[[ Material for this exercise open ]]
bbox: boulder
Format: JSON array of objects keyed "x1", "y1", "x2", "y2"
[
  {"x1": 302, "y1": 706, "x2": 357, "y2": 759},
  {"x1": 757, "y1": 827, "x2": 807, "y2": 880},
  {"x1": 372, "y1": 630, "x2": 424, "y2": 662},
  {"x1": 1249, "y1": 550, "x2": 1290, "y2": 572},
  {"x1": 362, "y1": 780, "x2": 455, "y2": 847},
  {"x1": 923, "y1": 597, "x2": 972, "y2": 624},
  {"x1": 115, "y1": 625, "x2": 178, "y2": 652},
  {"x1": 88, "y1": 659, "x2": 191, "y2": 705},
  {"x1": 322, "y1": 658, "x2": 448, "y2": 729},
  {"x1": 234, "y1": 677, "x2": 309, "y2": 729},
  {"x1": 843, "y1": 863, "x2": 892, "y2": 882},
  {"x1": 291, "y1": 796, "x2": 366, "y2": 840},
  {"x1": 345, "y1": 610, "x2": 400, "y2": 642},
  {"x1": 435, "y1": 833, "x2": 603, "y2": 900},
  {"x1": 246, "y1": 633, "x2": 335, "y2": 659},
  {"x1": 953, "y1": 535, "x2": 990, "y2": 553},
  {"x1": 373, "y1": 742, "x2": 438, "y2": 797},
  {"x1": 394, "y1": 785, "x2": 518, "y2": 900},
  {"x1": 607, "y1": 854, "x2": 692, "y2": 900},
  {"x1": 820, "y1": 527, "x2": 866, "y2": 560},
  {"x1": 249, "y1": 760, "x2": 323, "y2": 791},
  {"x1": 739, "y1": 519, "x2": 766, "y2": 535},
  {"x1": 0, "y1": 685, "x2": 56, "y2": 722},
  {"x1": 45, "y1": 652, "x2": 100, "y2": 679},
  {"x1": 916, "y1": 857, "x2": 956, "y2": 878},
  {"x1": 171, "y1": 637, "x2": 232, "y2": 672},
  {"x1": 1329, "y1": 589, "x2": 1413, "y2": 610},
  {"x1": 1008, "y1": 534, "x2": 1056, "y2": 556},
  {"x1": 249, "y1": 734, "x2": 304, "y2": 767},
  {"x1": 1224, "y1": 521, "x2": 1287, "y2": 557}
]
[[ Material for this exercise closed ]]
# Exercise aim
Without omitting anything, set down all the entries above again.

# Solution to this exercise
bbox: boulder
Format: JSON array of objects keyed "x1", "y1", "x2", "y2"
[
  {"x1": 302, "y1": 706, "x2": 357, "y2": 759},
  {"x1": 757, "y1": 827, "x2": 807, "y2": 880},
  {"x1": 372, "y1": 630, "x2": 424, "y2": 662},
  {"x1": 1249, "y1": 550, "x2": 1290, "y2": 572},
  {"x1": 362, "y1": 780, "x2": 455, "y2": 847},
  {"x1": 923, "y1": 597, "x2": 972, "y2": 624},
  {"x1": 115, "y1": 625, "x2": 178, "y2": 652},
  {"x1": 88, "y1": 659, "x2": 191, "y2": 705},
  {"x1": 322, "y1": 658, "x2": 448, "y2": 729},
  {"x1": 234, "y1": 677, "x2": 309, "y2": 729},
  {"x1": 843, "y1": 863, "x2": 892, "y2": 882},
  {"x1": 291, "y1": 796, "x2": 366, "y2": 840},
  {"x1": 345, "y1": 610, "x2": 400, "y2": 642},
  {"x1": 435, "y1": 833, "x2": 603, "y2": 900},
  {"x1": 246, "y1": 633, "x2": 335, "y2": 659},
  {"x1": 953, "y1": 535, "x2": 990, "y2": 553},
  {"x1": 373, "y1": 742, "x2": 438, "y2": 797},
  {"x1": 394, "y1": 785, "x2": 518, "y2": 900},
  {"x1": 607, "y1": 854, "x2": 692, "y2": 900},
  {"x1": 820, "y1": 527, "x2": 866, "y2": 560},
  {"x1": 249, "y1": 760, "x2": 323, "y2": 791},
  {"x1": 739, "y1": 519, "x2": 766, "y2": 535},
  {"x1": 0, "y1": 685, "x2": 56, "y2": 722},
  {"x1": 45, "y1": 652, "x2": 100, "y2": 679},
  {"x1": 916, "y1": 857, "x2": 956, "y2": 878},
  {"x1": 171, "y1": 637, "x2": 232, "y2": 672},
  {"x1": 1329, "y1": 589, "x2": 1413, "y2": 610},
  {"x1": 1008, "y1": 534, "x2": 1056, "y2": 556},
  {"x1": 249, "y1": 734, "x2": 304, "y2": 767},
  {"x1": 1224, "y1": 521, "x2": 1287, "y2": 557}
]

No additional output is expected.